▸ PASSAGE PROVIDED

▽

I know, I know, I’m a White guy, why am I writing about this? What do I know about it anyway? Judging from what folks on TV and politicians are saying, it seems I know more than some. As a therapist, a social worker, and someone who has heard what matters to his Black friends, I’m going to take a shot at it.
Black Lives Matter as a movement goes back to about 2013, after Trayvon Martin was killed. As you may recall, he was a Black unarmed 17-yr old in Florida who had a hoodie on and was shot and killed by a member of the neighborhood watch. His killer was later found not guilty.

△

(Stored data entries)
▽

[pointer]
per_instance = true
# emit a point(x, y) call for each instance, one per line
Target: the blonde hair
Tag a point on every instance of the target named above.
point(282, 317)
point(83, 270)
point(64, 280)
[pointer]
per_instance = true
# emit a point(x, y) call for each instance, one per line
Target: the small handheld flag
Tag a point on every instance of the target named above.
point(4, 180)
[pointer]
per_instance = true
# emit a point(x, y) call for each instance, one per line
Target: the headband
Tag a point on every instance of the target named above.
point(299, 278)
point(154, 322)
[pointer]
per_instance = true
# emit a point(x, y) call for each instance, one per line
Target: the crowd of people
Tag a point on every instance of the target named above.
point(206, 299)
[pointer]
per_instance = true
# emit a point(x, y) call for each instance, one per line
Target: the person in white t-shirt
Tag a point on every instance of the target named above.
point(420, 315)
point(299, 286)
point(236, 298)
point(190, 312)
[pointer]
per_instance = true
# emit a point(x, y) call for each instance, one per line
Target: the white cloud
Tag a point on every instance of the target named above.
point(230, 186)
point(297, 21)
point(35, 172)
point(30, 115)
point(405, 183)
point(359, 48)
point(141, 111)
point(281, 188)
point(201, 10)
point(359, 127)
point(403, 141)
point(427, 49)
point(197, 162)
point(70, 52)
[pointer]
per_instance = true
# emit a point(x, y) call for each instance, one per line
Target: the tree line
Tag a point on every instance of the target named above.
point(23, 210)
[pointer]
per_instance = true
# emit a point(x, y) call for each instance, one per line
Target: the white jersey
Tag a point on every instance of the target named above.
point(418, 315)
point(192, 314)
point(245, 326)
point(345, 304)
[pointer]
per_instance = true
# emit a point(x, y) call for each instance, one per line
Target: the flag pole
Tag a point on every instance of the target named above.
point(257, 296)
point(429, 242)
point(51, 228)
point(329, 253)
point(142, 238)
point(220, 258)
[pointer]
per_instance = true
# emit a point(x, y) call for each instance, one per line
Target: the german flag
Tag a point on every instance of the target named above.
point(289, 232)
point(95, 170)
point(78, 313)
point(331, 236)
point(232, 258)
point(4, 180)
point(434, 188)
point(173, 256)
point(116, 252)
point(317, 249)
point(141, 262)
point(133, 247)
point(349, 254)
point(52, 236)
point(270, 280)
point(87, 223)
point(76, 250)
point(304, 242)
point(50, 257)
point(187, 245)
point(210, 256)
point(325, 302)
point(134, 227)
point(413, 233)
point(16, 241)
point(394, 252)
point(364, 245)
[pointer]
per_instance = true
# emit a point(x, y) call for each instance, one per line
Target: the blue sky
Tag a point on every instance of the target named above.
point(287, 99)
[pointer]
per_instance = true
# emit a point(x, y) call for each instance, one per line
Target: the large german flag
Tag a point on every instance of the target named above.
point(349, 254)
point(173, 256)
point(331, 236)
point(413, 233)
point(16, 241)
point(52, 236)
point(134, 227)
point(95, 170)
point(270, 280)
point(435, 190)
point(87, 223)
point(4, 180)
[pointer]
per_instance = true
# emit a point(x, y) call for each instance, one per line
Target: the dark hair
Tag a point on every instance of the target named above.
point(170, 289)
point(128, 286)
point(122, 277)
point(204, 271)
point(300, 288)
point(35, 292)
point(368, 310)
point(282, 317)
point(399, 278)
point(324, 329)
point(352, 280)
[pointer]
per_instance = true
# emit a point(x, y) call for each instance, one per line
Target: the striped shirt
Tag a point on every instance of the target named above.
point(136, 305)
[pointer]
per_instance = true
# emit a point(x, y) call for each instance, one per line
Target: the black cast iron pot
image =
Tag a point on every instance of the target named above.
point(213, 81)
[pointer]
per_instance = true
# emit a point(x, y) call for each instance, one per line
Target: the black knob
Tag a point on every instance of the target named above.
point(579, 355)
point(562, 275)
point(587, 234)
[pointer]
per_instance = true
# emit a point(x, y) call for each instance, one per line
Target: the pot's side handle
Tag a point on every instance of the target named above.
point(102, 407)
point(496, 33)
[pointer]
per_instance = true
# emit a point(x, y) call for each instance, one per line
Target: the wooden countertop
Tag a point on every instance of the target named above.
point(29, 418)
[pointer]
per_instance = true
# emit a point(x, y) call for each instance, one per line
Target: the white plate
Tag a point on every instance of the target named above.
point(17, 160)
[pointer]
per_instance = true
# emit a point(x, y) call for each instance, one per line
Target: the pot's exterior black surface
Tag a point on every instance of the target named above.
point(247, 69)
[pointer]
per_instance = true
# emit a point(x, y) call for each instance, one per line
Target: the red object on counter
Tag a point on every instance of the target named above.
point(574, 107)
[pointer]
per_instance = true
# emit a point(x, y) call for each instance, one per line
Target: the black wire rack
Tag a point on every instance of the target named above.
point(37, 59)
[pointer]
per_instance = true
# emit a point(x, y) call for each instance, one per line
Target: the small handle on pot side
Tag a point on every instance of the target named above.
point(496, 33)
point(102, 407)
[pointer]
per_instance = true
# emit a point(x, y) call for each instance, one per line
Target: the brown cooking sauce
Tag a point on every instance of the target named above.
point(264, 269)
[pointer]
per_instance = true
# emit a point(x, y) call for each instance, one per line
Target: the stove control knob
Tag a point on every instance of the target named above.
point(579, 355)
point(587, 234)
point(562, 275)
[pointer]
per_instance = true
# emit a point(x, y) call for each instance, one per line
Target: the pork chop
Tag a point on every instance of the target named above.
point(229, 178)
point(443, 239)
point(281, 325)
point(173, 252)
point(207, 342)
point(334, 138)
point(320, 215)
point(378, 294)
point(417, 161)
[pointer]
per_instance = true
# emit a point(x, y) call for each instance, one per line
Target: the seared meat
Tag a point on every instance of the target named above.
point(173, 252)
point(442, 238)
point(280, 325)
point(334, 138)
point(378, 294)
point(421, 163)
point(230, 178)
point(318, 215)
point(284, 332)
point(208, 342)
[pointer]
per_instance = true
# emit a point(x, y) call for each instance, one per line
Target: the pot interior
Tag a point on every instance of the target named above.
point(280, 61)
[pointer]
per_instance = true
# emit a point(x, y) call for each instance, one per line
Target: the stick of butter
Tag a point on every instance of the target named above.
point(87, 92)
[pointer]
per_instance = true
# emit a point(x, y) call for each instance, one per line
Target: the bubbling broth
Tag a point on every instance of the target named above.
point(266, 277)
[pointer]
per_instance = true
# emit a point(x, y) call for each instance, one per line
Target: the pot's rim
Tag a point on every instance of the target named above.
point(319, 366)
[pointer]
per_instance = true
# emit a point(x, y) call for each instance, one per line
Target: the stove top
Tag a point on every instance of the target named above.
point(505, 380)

△

▸ TASK DESCRIPTION
Write the next portion of the passage on the Black Lives Matter movement, beginning immediately after its final sentence.

▸ OUTPUT OF THE TASK
More recently was the death of George Floyd, which is what sparked protests across America. A Black man killed during an arrest in Minneapolis, he was handcuffed face down in the street and the arresting officer kept his knee on George’s neck for eight uninterrupted minutes, despite George initially saying “I can’t breathe, don’t kill me.” Paramedics arrived to treat George, but the officer would not take his knee off George’s neck and he died. Per the report of professionals at the scene George did not have a pulse for the last three of those minutes, and nobody present made any attempt to revive him. The officer involved was clearly responsible for his death. The fatal shooting of Breonna Taylor later that year added more fuel to the movement. While not mentioned in the Black Lives Matter movement, a spiritual predecessor event was the videotaped police beating of Rodney King in 1991 which led to the LA riots.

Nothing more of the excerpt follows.